Copy each line of the entries below word for word, leaving out the pictures.

---- Input

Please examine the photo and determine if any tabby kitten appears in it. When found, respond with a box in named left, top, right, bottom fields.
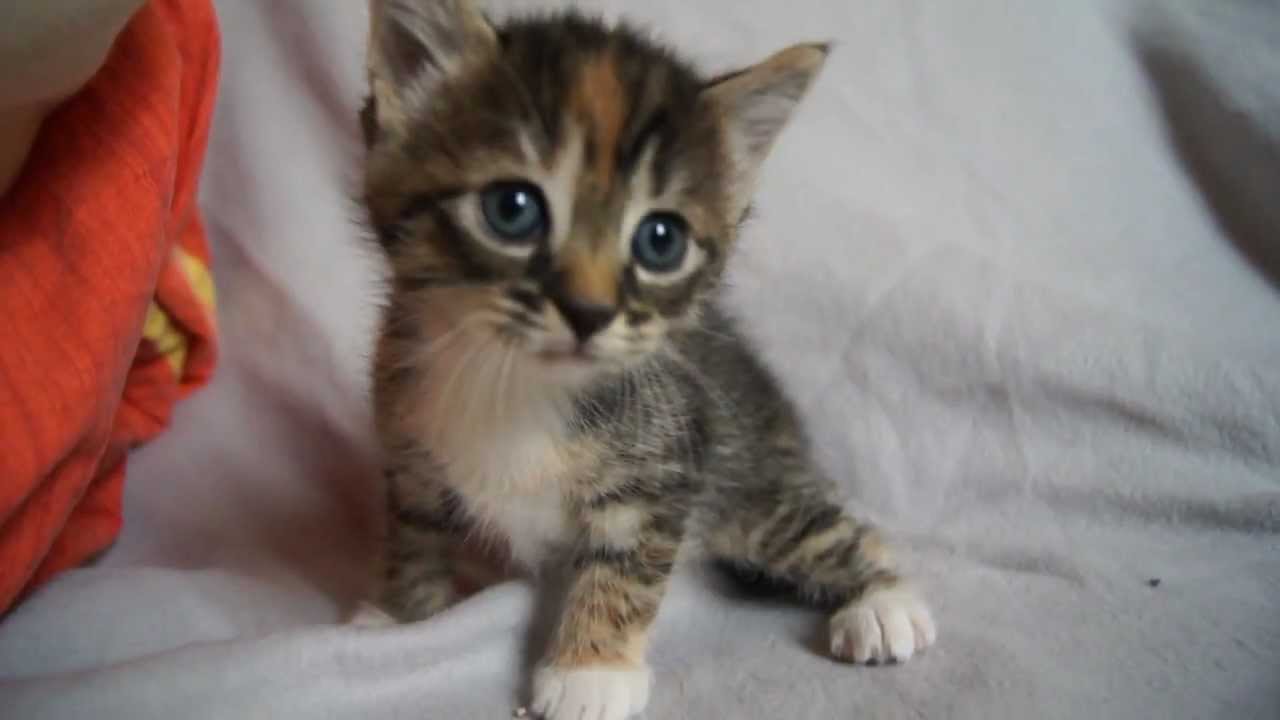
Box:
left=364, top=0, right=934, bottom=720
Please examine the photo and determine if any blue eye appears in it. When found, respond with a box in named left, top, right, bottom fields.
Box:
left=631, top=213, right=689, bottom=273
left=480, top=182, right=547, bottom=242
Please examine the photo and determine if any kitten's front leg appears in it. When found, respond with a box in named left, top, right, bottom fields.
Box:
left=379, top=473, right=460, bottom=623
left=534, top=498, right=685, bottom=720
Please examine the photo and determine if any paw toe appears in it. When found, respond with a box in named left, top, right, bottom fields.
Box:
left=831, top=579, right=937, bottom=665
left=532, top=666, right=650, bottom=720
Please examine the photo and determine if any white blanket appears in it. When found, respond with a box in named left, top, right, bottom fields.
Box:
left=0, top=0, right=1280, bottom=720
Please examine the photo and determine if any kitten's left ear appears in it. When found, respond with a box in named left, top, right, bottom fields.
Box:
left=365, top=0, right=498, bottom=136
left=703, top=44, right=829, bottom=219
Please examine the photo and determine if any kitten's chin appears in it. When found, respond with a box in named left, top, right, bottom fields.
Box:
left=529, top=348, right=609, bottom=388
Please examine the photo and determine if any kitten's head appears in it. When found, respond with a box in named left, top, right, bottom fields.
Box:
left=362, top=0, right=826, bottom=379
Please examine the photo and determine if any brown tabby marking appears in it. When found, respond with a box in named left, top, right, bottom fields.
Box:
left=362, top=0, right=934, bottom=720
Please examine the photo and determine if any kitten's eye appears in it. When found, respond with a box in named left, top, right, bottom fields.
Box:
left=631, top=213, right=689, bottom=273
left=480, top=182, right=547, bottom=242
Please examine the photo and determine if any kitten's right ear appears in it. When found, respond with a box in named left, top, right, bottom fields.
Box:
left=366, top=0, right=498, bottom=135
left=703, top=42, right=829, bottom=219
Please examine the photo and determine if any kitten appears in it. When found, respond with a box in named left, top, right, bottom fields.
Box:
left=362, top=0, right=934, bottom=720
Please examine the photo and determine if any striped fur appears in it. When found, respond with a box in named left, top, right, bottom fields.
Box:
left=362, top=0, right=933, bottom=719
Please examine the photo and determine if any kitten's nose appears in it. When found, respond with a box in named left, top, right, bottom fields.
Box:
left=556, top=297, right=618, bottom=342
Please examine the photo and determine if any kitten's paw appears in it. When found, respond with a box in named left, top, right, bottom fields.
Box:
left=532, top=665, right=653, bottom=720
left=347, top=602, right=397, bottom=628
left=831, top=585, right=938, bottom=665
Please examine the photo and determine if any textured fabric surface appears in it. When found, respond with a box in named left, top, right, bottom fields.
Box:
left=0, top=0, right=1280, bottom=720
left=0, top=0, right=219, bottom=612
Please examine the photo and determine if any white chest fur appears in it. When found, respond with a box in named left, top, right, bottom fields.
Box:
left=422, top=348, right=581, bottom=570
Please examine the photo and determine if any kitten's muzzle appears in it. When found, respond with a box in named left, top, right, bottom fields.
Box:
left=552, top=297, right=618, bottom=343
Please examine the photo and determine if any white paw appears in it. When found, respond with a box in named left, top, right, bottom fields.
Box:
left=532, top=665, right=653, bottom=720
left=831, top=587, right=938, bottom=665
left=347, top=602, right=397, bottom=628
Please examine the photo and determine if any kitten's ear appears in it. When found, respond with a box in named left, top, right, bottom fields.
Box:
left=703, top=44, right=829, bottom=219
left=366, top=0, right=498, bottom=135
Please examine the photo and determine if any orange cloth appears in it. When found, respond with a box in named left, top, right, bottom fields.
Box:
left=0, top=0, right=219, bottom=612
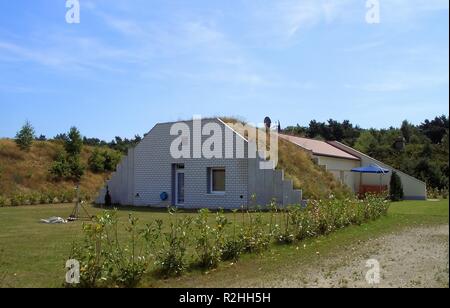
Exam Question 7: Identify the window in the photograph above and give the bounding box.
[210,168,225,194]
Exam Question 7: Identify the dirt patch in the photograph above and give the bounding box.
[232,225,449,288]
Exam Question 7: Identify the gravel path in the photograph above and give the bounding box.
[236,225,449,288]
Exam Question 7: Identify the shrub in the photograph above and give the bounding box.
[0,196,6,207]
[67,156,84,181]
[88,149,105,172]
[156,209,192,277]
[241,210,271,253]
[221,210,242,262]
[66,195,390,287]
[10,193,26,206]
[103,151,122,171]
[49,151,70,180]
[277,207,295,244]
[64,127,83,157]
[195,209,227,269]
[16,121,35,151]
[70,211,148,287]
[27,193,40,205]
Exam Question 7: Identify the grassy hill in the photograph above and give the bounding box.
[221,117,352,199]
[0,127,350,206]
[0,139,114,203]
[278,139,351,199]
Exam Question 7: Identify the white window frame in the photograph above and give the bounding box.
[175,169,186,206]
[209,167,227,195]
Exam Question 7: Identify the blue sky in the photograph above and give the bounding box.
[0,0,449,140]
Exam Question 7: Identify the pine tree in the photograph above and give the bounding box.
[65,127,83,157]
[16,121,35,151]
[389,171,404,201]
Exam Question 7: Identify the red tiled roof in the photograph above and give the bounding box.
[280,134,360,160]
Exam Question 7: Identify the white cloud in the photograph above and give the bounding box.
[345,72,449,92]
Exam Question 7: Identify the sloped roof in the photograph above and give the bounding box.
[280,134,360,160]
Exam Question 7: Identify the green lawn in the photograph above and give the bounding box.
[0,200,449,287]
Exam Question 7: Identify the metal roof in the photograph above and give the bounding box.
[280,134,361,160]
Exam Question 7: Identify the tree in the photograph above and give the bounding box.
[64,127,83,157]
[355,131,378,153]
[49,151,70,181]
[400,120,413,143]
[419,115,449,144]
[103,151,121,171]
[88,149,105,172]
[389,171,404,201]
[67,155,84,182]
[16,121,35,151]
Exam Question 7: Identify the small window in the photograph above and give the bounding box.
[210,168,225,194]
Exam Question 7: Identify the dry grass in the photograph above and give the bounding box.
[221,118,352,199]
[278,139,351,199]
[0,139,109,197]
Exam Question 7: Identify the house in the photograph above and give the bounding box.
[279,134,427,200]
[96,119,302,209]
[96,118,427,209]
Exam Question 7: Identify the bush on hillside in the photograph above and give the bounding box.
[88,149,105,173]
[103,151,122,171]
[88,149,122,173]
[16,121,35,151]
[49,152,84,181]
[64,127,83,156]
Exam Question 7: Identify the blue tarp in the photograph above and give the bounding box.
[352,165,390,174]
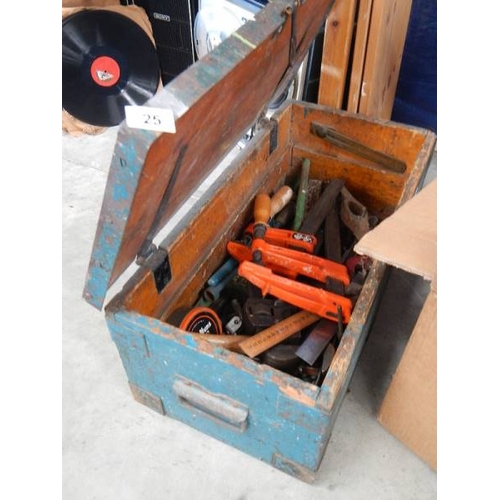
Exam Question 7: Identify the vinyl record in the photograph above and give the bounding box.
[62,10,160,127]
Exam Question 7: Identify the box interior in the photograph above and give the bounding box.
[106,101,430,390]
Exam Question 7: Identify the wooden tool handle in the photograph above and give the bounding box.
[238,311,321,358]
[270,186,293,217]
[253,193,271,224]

--------

## Task result
Please examine the photo and determine if any tabby kitten appears in it. When found, respond with a box in named left, top, right, bottom fields.
Box:
left=364, top=0, right=934, bottom=720
Please examine the photo and determine if any blue eye appears in it. When found, respond with a box in named left, top, right, bottom fields.
Box:
left=631, top=213, right=689, bottom=273
left=480, top=182, right=547, bottom=242
Please examine the photo and determine if any kitten's front leg appears in it. When found, respond with a box in named left, top, right, bottom fields.
Box:
left=379, top=473, right=460, bottom=623
left=534, top=498, right=685, bottom=720
Please examine the photo and determine if any paw toe appears in it. When found, respond with a box in named left, top, right, bottom fields.
Box:
left=831, top=579, right=937, bottom=665
left=532, top=666, right=650, bottom=720
Please examine the photo and determine if any white blanket appears in it. When found, respond with a box in named left, top, right, bottom fields.
Box:
left=0, top=0, right=1280, bottom=720
Please examine the photo and determine if any kitten's left ear appears in it. When found, respond with a box in named left, top, right, bottom fields.
Box:
left=365, top=0, right=498, bottom=136
left=703, top=44, right=829, bottom=219
Please examine the photo and determine if any kitten's chin appears in it. When found, respond with a box in named left, top, right, bottom fields.
Box:
left=529, top=348, right=609, bottom=388
Please examine the photo and determine if any kitten's head appears in it. When found, respond with a box in named left, top, right, bottom fields.
Box:
left=362, top=0, right=826, bottom=379
Please examine the photo and determine if any brown tabby marking appears in it. When found, respond with a box in named left, top, right, bottom fields.
Box:
left=362, top=0, right=934, bottom=720
Please examine the photo and determine if any kitten's eye appears in it. When found, respond with a box in named left, top, right, bottom fields.
Box:
left=631, top=213, right=689, bottom=273
left=480, top=182, right=547, bottom=242
Please examine the photo and determine if any kitten's right ear appears in it. When found, respond with a box in named left, top, right, bottom fields.
Box:
left=366, top=0, right=498, bottom=135
left=703, top=42, right=829, bottom=219
Please examine the photo and determine if any kitten appears in it. When found, respond with a box in named left, top, right, bottom fields.
Box:
left=362, top=0, right=934, bottom=720
Please examine the photo and determine if any striped fur appears in it. When found, respond with a box in named left, top, right, bottom fields.
Box:
left=362, top=0, right=933, bottom=719
Please examine the photo and determine if any kitten's nose appears in it. When found, respond with a box in named left, top, right, bottom fields.
Box:
left=556, top=297, right=618, bottom=342
Please examine the photo and determine if any kitten's paw appears in it. When found, respond with a box in named left, top, right, bottom fields.
Box:
left=532, top=665, right=653, bottom=720
left=347, top=602, right=397, bottom=628
left=831, top=585, right=938, bottom=665
Please examine the photo and determine if any textured fabric surface appears in it. When found, respond with a box in named left, top, right, bottom fields.
Box:
left=0, top=0, right=1280, bottom=720
left=0, top=0, right=219, bottom=612
Please examine the photo and determine if any white chest fur appears in it. When found, respond with a box in named left, top, right, bottom fields.
Box:
left=422, top=348, right=581, bottom=570
Please examine the photo and determine if any kitten's muzzle appears in it. When found, respond with a box in named left, top, right, bottom fields.
Box:
left=552, top=297, right=618, bottom=343
Please examine the photo and determine if any white paw appears in it. When found, respond with a box in named left, top, right, bottom fields.
Box:
left=532, top=665, right=653, bottom=720
left=831, top=587, right=938, bottom=665
left=347, top=602, right=397, bottom=628
Please examine the photo and determine if any kitten's ear appears in it. When found, respond with a box in named left, top, right, bottom fields.
Box:
left=703, top=44, right=829, bottom=219
left=366, top=0, right=498, bottom=135
Please examine the photo and determine if any orange cloth appears in it. When found, respond with a box in named left, top, right, bottom fields.
Box:
left=0, top=0, right=219, bottom=612
Exam Question 7: Identify the window in the photograph above and give the bounding box.
[210,168,225,194]
Exam Question 7: Identify the dirt patch in the photograph above and give the bounding box.
[232,225,449,288]
Exam Question 7: Identify the gravel path in the photograph above and give the bounding box.
[236,225,449,288]
Exam Question 7: Identify the shrub in the photograph above and give the bounding box.
[0,196,6,207]
[67,156,84,181]
[88,149,105,172]
[156,209,192,277]
[241,210,271,253]
[221,210,242,262]
[66,195,390,287]
[10,193,26,206]
[103,151,122,171]
[49,151,70,180]
[277,207,295,244]
[64,127,83,157]
[195,209,227,269]
[16,121,35,151]
[70,211,148,287]
[27,193,40,205]
Exam Question 7: Identify the grassy hill in the photograph above and give the bounding box.
[221,117,352,199]
[0,127,350,206]
[0,139,114,203]
[278,139,351,199]
Exam Question 7: Identify the white window frame in the photograph above and give the bounding box.
[175,169,186,206]
[209,167,227,195]
Exam Question 7: Identify the blue sky in the photograph above and give the bounding box.
[0,0,449,140]
Exam Question 7: Identify the pine tree in the photograph above and give the bounding box.
[65,127,83,157]
[16,121,35,151]
[389,171,404,201]
Exam Question 7: Identify the red tiled roof in the photograph above and give the bounding box.
[280,134,360,160]
Exam Question 7: Identify the white cloud in the photograph above and give the bounding box.
[345,72,449,92]
Exam Question 7: Identify the sloped roof in the photograph above and give the bounding box.
[280,134,360,160]
Exam Question 7: Identify the green lawn in the photograph above and give the bounding box.
[0,200,449,287]
Exam Question 7: Identify the metal roof in the photograph above and give the bounding box.
[280,134,361,160]
Exam Question 7: Identify the tree in the photograph above and give the bounding box.
[64,127,83,157]
[355,131,378,153]
[49,151,70,181]
[400,120,413,143]
[419,115,449,144]
[103,151,121,171]
[88,149,105,172]
[389,171,404,201]
[67,155,84,182]
[16,121,35,151]
Exam Question 7: Identify the small window in the photograph above and give the bounding box.
[210,168,225,194]
Exam Question 7: Identify the dry grass in the photograph above and give the bounding box.
[221,118,352,199]
[278,139,351,199]
[0,139,109,197]
Exam Question 7: Identify the house in the photograph above and give the bounding box.
[279,134,427,200]
[96,119,302,209]
[96,118,427,209]
Exam Question 7: Identify the bush on hillside in the photograph above and give the bounding box.
[88,149,105,173]
[103,151,122,171]
[88,149,122,173]
[16,121,35,151]
[49,152,84,181]
[64,127,83,156]
Exam Question 7: Identify the blue tarp in the photograph above and give the bounding box.
[352,165,390,174]
Exam Question 7: Identify the vinyl record in the photograph above and give the bounding box.
[62,10,160,127]
Exam Question 7: Identify the box interior in the photograph above and give the bounding box.
[106,101,430,390]
Exam Question 7: Identify the wooden tool handle in the photograph above and give the bounding box.
[238,311,321,358]
[270,186,293,217]
[253,193,271,224]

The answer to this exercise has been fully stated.